• **ВЫБРАННЫЙ ОТРЫВОК**
————————

Ветка была типичным для японцев первым планом, сквозь который рисовалась даль".
Художник умеет разбираться, взвешивать, вспоминать и искать истоки понимания в том, что он видел через сетку кровати.
Жизнь начата зорко, цепко, очень комнатно и книжно. Книги лежат как будто уже в колыбели.
Сергей Михайлович Эйзенштейн вспоминает книги и первые впечатления вперемежку. Уже в десять лет в его сознание входит монография Домье - книгу эту, по просьбе мальчика, купила гувернантка.
Художник вспоминает жизнь, разбивая ее на планы, и прав, потому что воспоминания - это разбор склада памяти, и одновременно он неправ, теряя ощущения жизненности.
Сергей Михайлович отплыл от книжного берега. Его растили как комнатного мальчика, но он отплыл дальше всех в жизнь.
Плыл через соленые и через горькие океаны.
Он любил книги, но отплыл в неописанное будущее.
Сергей Михайлович рано пожелал войти в искусство не через дверь, и, войдя в окно, он попал в комнаты, где не было мебели: комнаты висели в воздухе, у них не было фундамента.
Один английский романист признавался со вздохом, что из всех стран, которые он знает, он больше всего хотел бы посетить те страны, в которых уже бывал, но которые не существуют; он хотел посетить остров Робинзона Крузо, долину, в которой стоит гора Али-Бабы, и плавать по океанам Синдбада-морехода. Эти океаны растеклись по плоской земле и в тогдашней науке срываются с нее повисшей бурей и повисают, замороженные ужасом необычного.
Сергей Михайлович Эйзенштейн посетил страны не только до него не существовавшие, но даже до него еще не вымышленные человечеством.
Театр пародий
Он взлетел в 18-м году. Увидел моря и земли, вошел в здание, под которое фундамент пододвинула революция. Он бросил Институт гражданских инженеров и ушел в Красную Армию, строил укрепления, писал плакаты.

————————

• **СТРОКИ ДАННЫХ**
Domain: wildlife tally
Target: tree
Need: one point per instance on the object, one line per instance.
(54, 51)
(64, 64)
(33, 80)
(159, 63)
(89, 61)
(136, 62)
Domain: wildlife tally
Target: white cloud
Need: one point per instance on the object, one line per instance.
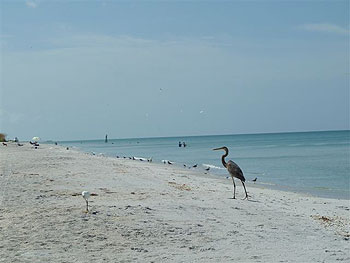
(31, 4)
(325, 27)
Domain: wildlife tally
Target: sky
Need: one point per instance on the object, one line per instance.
(75, 70)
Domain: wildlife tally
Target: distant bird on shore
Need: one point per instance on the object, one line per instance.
(86, 196)
(233, 170)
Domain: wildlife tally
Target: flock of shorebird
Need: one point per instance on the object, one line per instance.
(234, 170)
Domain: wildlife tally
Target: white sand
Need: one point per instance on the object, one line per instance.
(154, 213)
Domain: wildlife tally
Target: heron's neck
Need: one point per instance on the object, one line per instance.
(223, 160)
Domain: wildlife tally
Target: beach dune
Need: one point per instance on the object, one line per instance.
(147, 212)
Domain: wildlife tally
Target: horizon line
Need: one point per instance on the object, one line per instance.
(204, 135)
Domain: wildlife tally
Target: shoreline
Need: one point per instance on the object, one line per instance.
(315, 191)
(146, 212)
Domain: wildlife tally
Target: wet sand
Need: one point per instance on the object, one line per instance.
(147, 212)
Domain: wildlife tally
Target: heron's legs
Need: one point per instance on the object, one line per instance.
(246, 194)
(234, 188)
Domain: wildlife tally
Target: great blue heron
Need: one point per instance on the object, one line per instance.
(234, 171)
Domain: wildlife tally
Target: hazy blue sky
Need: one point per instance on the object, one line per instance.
(81, 69)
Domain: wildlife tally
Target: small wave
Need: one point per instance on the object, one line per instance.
(167, 161)
(255, 173)
(142, 158)
(212, 166)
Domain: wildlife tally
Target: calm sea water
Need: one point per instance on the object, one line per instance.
(312, 162)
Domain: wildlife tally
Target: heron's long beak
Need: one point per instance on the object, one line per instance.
(221, 148)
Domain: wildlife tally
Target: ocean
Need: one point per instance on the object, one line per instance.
(317, 163)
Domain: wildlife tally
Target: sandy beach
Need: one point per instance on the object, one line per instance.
(148, 212)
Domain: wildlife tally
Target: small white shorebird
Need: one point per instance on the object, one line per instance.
(86, 196)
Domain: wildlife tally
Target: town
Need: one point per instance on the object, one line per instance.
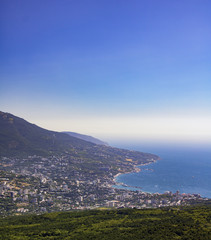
(37, 184)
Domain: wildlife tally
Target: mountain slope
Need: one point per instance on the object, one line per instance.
(87, 138)
(19, 136)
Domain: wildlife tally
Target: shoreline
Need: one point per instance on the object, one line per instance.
(137, 169)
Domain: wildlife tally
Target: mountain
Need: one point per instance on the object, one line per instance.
(87, 138)
(18, 136)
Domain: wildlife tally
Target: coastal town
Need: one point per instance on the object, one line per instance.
(39, 184)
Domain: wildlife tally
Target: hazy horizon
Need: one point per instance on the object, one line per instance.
(135, 71)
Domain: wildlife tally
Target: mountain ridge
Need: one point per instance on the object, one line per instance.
(86, 138)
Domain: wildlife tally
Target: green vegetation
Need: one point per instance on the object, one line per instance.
(168, 223)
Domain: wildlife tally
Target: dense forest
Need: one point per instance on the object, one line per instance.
(193, 222)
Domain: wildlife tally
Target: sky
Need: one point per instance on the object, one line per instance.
(113, 69)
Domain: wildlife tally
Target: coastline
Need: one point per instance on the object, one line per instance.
(137, 168)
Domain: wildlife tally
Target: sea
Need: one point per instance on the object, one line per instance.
(183, 168)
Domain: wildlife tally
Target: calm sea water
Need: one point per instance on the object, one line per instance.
(183, 168)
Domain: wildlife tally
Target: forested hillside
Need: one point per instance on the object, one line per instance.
(168, 223)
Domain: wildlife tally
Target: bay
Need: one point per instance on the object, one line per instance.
(181, 168)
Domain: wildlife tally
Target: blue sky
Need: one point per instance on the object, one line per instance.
(112, 69)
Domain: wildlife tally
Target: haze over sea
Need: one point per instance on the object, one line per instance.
(185, 168)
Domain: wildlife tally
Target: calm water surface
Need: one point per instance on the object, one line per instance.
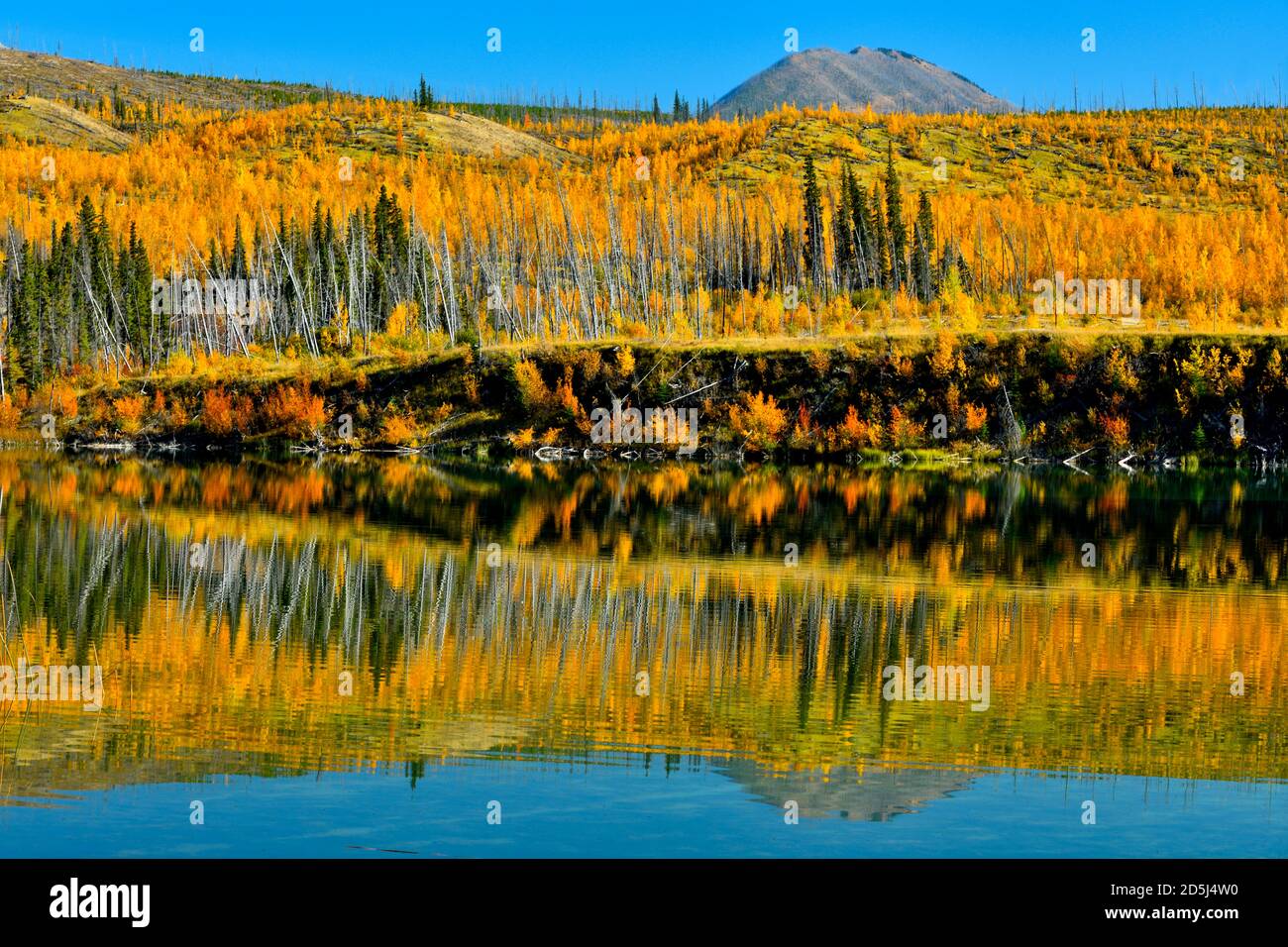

————————

• **ЗАДАНИЕ**
Кто, согласно отрывку, купил десятилетнему Эйзенштейну монографию Домье?

• **РЕШЕНИЕ ЗАДАНИЯ**
Гувернантка, по просьбе самого мальчика.